__PROMPT__: The records below are to be copied word for word, with every picture left out.

## Begin LISTED ENTRIES

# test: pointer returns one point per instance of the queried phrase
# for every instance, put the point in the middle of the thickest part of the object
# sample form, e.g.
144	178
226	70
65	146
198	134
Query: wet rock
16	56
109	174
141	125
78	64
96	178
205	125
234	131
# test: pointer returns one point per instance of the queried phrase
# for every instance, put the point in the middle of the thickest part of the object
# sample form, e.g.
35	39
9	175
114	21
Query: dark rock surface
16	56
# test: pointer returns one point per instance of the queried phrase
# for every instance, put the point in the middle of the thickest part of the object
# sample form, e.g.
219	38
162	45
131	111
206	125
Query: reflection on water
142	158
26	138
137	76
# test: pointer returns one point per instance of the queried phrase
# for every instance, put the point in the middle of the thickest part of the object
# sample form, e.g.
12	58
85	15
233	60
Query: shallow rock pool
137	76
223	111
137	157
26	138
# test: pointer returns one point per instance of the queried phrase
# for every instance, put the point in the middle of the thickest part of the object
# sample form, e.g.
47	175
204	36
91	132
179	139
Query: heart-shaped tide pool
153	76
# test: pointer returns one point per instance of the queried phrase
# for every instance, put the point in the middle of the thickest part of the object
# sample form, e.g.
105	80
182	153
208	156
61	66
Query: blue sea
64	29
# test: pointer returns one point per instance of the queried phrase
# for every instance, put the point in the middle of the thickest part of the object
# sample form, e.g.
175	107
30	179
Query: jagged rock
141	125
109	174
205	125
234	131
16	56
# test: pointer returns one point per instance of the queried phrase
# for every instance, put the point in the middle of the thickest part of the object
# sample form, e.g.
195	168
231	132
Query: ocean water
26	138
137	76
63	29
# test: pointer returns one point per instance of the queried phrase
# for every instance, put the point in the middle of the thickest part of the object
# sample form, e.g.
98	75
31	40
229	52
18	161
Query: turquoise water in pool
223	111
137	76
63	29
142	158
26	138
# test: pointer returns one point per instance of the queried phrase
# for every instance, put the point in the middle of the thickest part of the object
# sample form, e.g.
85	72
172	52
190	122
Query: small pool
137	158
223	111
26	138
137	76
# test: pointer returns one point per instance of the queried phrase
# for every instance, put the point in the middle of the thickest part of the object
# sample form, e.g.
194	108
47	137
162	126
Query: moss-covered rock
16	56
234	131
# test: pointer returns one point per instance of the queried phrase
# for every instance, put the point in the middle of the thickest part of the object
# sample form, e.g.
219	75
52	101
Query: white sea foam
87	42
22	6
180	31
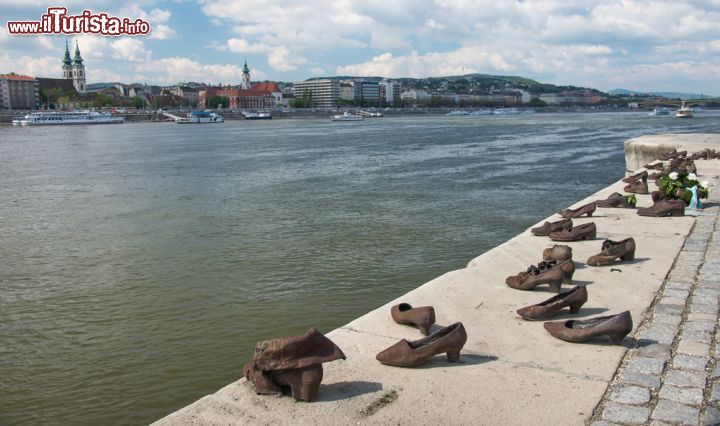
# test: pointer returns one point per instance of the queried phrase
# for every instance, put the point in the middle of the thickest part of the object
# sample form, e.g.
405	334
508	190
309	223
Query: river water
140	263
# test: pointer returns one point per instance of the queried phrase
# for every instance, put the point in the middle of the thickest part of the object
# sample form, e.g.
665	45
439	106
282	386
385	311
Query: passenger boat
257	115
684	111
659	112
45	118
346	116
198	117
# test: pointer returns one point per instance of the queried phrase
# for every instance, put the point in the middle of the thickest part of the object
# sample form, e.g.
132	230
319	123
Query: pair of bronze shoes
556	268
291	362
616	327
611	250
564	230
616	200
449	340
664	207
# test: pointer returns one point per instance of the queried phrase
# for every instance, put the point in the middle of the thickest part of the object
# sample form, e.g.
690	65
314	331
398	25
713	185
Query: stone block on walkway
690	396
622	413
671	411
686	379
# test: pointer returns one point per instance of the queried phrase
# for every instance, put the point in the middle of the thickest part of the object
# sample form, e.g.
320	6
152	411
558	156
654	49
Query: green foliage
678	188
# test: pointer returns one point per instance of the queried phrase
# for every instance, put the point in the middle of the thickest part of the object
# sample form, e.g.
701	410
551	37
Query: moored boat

## End LISTED ENTRIES

__SOLUTION FOR THIS EXERCISE__:
# test: pointer returns one point per instance of the queried phrase
# for every instance, put the point in the middle of the thickest part of the object
# sample form, e.g.
144	178
226	70
65	146
198	134
Query: wet rock
16	56
109	174
141	125
78	64
96	178
205	125
234	131
# test: pointer returns one point per instance of the queried phrase
# for every instance, put the point in the middle of the thickest part of the object
# sample form, e.g.
35	39
9	175
114	21
Query: dark rock surface
16	56
# test: pointer returns one point per instance of the queried phrase
# for every instance, put the point in the middle of the thickest part of the object
# sample form, e.g.
219	38
162	45
131	111
206	125
Query: reflection on water
142	158
26	138
137	76
# test: pointer returns one point per instance of the queried phrase
# for every instance, put the point in the middle of the thickest part of the object
# sample form, e.g.
12	58
85	15
233	60
Query: shallow rock pool
137	76
223	111
137	157
26	138
# test: pointer returns one point per instance of the queried phrase
# for every instance, put the point in the middle of the thickest part of the object
# sample form, e.g.
47	175
204	36
91	132
179	139
Query: heart-shaped tide pool
153	76
# test: pointer returns one point per instance of the queried phrase
# for every instance, put the point in the middle of the thickest part of the object
# sample form, e.g.
105	80
182	153
208	156
61	66
Query: blue sea
64	29
# test: pointer returns one point per instance of the queried phrase
# for every instance, put the point in the middle of the thickest part of the object
# sample form, e.g.
175	107
30	179
Query: jagged rock
141	125
109	174
205	125
234	131
16	56
# test: pointer returns one point per instance of the queried phrase
# for every instance, put the point in the middle of the thickest part of the object
# sample form, e.g.
195	168
231	132
Query: ocean water
26	138
137	76
63	29
# test: pointer returns one point per instance of the queried phrase
# for every instance, put the point in the middle of the thickest part of the object
# sample form, e.g.
98	75
31	40
229	52
18	161
Query: turquoise water in pool
223	111
137	76
63	29
142	158
26	138
# test: pointer returns one point per instance of the queried phrase
# for every instance, put the point in the middle of the thickest part of the object
# sample form, e.g.
85	72
172	52
190	122
Query: small pool
137	158
223	111
26	138
137	76
# test: pointer returns one point per instance of the queried phrase
# for every instance, put the point in the middle of the thickest part of the object
# sample form, e.g.
194	108
47	137
162	126
Query: moss-covered rock
16	56
234	131
# test: pointer returns one point per instance of the queried phrase
# for every instance, put the point in the middle of the thickest part of the object
# sample form, e.g.
219	75
52	101
Query: white sea foam
87	42
22	6
180	31
# test: pointer returns one point per instance of the queried phrase
# for every instance, put the point in the middle of the thickest part of the object
# sample form, e.g.
405	334
508	190
309	223
Query: river water
140	263
# test: pointer returns one point per instance of the queried phrase
# for every instance, put the point in the middle of the thickest part of the object
# sample form, e.g.
665	45
439	106
282	386
385	311
Query: passenger boat
257	115
684	111
659	112
45	118
346	116
198	117
# test: pointer returns one point per instance of the queried phrase
# for every instance, put the point in the middle of the thickest part of the object
# sample form, e.g.
132	230
319	123
Query: pair of bronze shoes
556	268
291	362
616	327
611	250
564	230
616	200
449	340
664	207
# test: pointer returns one point per instance of the queried phrase
# for every instance, put the point in the middle of the thickest part of the object
# sample form, e.g.
690	65
314	331
398	25
713	185
Query: stone block on walkway
690	396
622	413
671	411
686	379
# test: pointer returns one point per instance of the queried phrase
# for every instance, put the point in the middle of the thickest part of the object
# sample form, e.g.
320	6
152	411
558	156
654	49
Query: green foliage
678	188
# test: pointer returns one point per instance of the queried phrase
# for every instance, put the point in the middle of the thickest part of the object
# sample form, e.g.
701	410
551	37
Query: moored boat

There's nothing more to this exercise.